Work instructions:
Substitute "located" for every "situated" in the listing, starting with the line that contains "Where in this drawing is the house window" and going on through the line that contains "[146,148,163,160]". Give back only those lines with nothing else changed, and leave out the pictures.

Data lines:
◆ ◆ ◆ ◆

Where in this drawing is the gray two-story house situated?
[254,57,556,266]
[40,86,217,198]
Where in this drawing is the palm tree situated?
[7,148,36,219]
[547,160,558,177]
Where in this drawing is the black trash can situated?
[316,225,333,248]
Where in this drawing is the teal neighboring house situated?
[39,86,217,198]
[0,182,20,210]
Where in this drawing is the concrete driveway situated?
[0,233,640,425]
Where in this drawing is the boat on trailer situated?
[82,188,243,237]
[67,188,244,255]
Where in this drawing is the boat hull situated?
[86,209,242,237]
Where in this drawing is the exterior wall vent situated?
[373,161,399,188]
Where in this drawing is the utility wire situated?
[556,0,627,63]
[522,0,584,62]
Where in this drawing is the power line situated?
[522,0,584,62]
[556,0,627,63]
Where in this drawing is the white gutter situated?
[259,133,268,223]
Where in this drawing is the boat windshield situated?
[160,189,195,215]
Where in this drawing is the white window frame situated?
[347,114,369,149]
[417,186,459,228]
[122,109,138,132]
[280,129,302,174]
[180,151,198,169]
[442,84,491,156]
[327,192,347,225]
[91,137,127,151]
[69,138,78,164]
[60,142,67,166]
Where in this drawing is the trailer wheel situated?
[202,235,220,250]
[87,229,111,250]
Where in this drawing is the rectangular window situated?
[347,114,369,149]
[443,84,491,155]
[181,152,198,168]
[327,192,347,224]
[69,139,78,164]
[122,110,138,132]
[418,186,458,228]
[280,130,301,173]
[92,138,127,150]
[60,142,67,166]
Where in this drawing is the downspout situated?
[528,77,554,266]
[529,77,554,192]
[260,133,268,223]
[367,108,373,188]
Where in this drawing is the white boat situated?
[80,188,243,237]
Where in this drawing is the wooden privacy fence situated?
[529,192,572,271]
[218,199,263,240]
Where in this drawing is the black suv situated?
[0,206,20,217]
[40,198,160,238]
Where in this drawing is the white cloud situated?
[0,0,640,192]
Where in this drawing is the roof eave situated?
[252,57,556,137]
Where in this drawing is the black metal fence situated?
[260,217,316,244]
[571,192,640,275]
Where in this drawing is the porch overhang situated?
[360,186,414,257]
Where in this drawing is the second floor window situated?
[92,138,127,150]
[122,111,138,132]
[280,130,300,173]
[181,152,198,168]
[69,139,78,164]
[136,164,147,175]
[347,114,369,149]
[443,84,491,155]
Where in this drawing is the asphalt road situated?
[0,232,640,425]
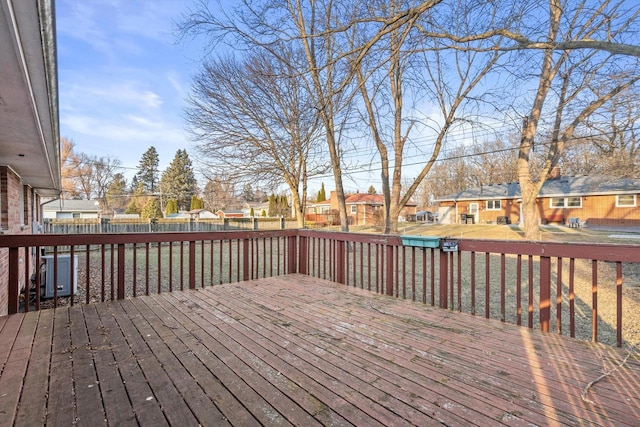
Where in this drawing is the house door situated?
[467,203,478,224]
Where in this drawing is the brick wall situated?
[0,166,39,316]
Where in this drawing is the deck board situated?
[0,275,640,426]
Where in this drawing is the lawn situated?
[351,222,640,244]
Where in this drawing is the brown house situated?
[305,191,417,225]
[0,0,60,315]
[437,176,640,226]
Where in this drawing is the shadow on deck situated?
[0,274,640,426]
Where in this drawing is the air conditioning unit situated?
[42,255,78,298]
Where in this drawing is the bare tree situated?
[187,46,327,227]
[202,175,241,212]
[60,138,89,199]
[510,0,640,239]
[179,0,441,231]
[357,1,502,233]
[572,80,640,178]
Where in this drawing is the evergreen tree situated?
[280,196,289,218]
[316,182,327,202]
[269,193,278,216]
[125,183,147,214]
[107,173,128,209]
[190,196,204,210]
[164,199,178,216]
[160,150,197,210]
[140,197,162,219]
[136,146,159,193]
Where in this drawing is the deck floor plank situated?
[96,303,166,425]
[189,284,480,425]
[160,295,368,426]
[294,276,626,423]
[137,296,302,425]
[0,313,38,425]
[69,305,107,426]
[232,278,616,424]
[123,298,204,425]
[210,282,528,424]
[0,315,25,374]
[47,307,76,426]
[0,275,640,426]
[126,300,241,425]
[84,304,136,425]
[13,310,54,426]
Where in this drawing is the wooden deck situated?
[0,275,640,426]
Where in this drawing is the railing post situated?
[439,250,449,308]
[242,239,251,281]
[298,236,308,274]
[117,243,124,299]
[540,256,551,332]
[189,240,196,289]
[336,240,346,284]
[7,248,20,314]
[385,243,393,296]
[287,236,298,274]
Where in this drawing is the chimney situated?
[548,166,560,179]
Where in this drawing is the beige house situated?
[437,175,640,226]
[305,191,417,225]
[0,0,61,315]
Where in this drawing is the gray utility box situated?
[42,255,78,298]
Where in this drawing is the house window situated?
[549,197,582,208]
[567,197,582,208]
[487,200,501,211]
[616,194,636,208]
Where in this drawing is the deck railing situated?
[0,230,640,346]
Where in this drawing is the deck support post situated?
[7,247,20,314]
[298,236,308,274]
[287,236,298,274]
[540,256,551,332]
[385,243,394,296]
[439,251,449,308]
[188,241,196,289]
[117,243,125,299]
[336,240,346,284]
[242,239,251,281]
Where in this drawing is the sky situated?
[56,0,209,180]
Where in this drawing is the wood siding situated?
[440,195,640,226]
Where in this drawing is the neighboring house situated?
[42,199,100,219]
[0,0,61,316]
[242,202,269,217]
[305,191,417,225]
[216,210,244,218]
[437,176,640,226]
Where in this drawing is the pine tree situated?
[164,199,178,216]
[107,173,128,209]
[316,182,327,202]
[190,196,204,210]
[135,146,159,193]
[280,196,289,218]
[125,183,147,214]
[269,193,278,216]
[160,150,197,210]
[140,197,162,219]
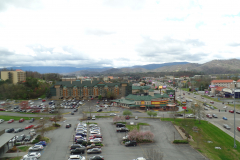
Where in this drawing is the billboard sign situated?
[167,90,175,95]
[209,85,218,88]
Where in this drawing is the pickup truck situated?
[116,128,129,132]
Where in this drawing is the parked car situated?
[87,148,102,154]
[5,128,14,133]
[97,109,102,112]
[70,148,85,154]
[223,117,227,120]
[109,113,117,116]
[28,145,43,152]
[223,124,231,129]
[8,119,14,123]
[125,141,137,147]
[89,155,104,160]
[66,124,72,128]
[68,155,85,160]
[35,141,47,146]
[25,125,34,129]
[206,114,212,118]
[116,127,129,132]
[16,134,25,142]
[14,128,24,133]
[116,123,126,127]
[19,118,25,123]
[29,118,35,123]
[24,135,32,141]
[0,119,4,123]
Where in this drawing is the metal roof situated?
[0,133,16,148]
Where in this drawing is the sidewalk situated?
[210,122,240,142]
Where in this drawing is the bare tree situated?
[194,102,206,124]
[146,148,163,160]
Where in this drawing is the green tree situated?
[123,110,132,116]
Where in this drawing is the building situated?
[112,89,178,111]
[1,69,26,84]
[61,76,77,81]
[50,80,132,99]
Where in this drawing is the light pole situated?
[233,82,237,148]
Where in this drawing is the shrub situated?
[173,139,188,144]
[82,142,87,146]
[10,146,17,152]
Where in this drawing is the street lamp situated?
[233,82,237,148]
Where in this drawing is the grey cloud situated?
[229,43,240,47]
[103,0,145,10]
[0,0,43,11]
[135,37,207,61]
[86,29,115,36]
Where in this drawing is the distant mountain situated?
[1,66,110,74]
[130,62,189,70]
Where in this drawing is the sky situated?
[0,0,240,68]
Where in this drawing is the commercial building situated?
[1,69,26,84]
[50,80,132,99]
[112,89,178,111]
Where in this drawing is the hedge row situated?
[173,139,188,144]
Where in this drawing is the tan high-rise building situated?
[1,69,26,84]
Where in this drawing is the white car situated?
[28,145,43,151]
[68,155,86,160]
[133,157,146,160]
[90,138,102,143]
[0,119,4,123]
[23,152,41,158]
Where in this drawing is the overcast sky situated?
[0,0,240,67]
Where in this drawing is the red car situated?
[32,109,40,113]
[229,110,234,113]
[25,125,34,129]
[207,114,212,118]
[237,127,240,131]
[8,119,14,123]
[19,118,25,123]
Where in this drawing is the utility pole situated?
[233,82,237,148]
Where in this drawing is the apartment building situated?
[1,69,26,84]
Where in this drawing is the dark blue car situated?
[35,141,47,146]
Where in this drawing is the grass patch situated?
[126,125,139,131]
[162,118,240,160]
[96,116,113,118]
[0,115,40,121]
[1,156,22,160]
[87,122,97,125]
[83,111,119,113]
[17,146,30,152]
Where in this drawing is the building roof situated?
[55,80,127,87]
[216,87,226,91]
[211,79,233,83]
[0,133,16,148]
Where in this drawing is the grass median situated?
[162,118,240,160]
[0,115,40,121]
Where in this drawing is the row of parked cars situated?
[66,123,104,160]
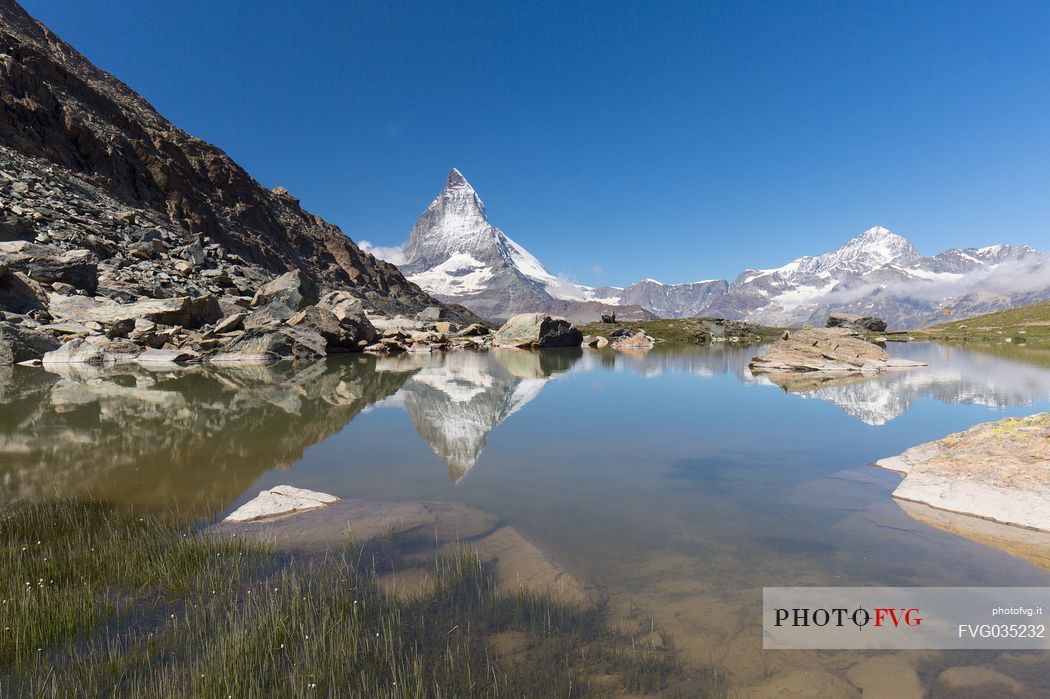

◆ ◆ ◆ ◆

Problem solution:
Where in this drawing is the house window located?
[549,197,582,208]
[567,197,582,208]
[487,200,501,211]
[616,194,636,208]
Where in this drawing is the deck railing located?
[0,230,640,346]
Where in this drawing is the deck support post located?
[7,247,20,314]
[298,236,308,274]
[287,236,298,274]
[540,256,551,332]
[385,243,394,296]
[439,251,449,308]
[188,241,196,289]
[117,243,125,299]
[336,240,346,284]
[242,239,251,281]
Where in this drawing is the sky located?
[56,0,209,180]
Where in this drawing is the wood siding located?
[440,195,640,226]
Where in this drawing is the neighboring house located?
[42,199,100,219]
[0,0,61,316]
[242,202,269,217]
[305,191,417,225]
[216,210,244,218]
[437,176,640,226]
Where in this drawing is the pine tree located?
[164,199,178,216]
[107,173,128,209]
[316,182,327,202]
[190,196,204,210]
[135,146,159,193]
[280,196,289,218]
[125,183,147,214]
[269,193,278,216]
[160,150,197,210]
[140,197,162,219]
Where in this drawing is the billboard sign located?
[167,90,175,95]
[209,85,218,88]
Where in this drawing is the pickup truck located?
[116,128,129,132]
Where in this drawing is the parked car located?
[87,148,102,154]
[5,128,14,133]
[97,109,102,112]
[70,148,85,154]
[223,117,227,120]
[109,113,117,116]
[28,145,43,152]
[223,124,231,129]
[8,119,14,123]
[125,141,137,147]
[89,155,104,160]
[66,124,72,128]
[68,155,85,160]
[35,141,47,146]
[25,125,34,129]
[206,114,212,118]
[116,127,129,132]
[16,134,25,142]
[14,128,24,133]
[116,123,126,127]
[19,118,25,123]
[29,118,35,123]
[24,135,32,141]
[0,119,4,123]
Where in this drawing is the metal roof located?
[0,133,16,148]
Where in this drawing is the sidewalk located?
[210,122,240,142]
Where in this drawing is the bare tree located?
[194,102,206,124]
[146,148,163,160]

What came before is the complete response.